■ **What is needed**:
Retype each of the entries below word for word, keeping every line as it appears.
-- start of Supplied material --
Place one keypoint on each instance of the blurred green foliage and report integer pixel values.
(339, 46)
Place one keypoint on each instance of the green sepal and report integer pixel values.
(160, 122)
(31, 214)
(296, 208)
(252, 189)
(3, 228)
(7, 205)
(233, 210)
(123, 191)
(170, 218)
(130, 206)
-- end of Supplied material --
■ **Solution to the exercise**:
Place one keypoint on each instance of the blurred green foliage and report integer pixel values.
(339, 46)
Place one keypoint on each instance of the green sepal and report integer pixel values.
(160, 122)
(31, 214)
(296, 208)
(252, 189)
(3, 228)
(7, 205)
(233, 210)
(123, 191)
(170, 218)
(130, 206)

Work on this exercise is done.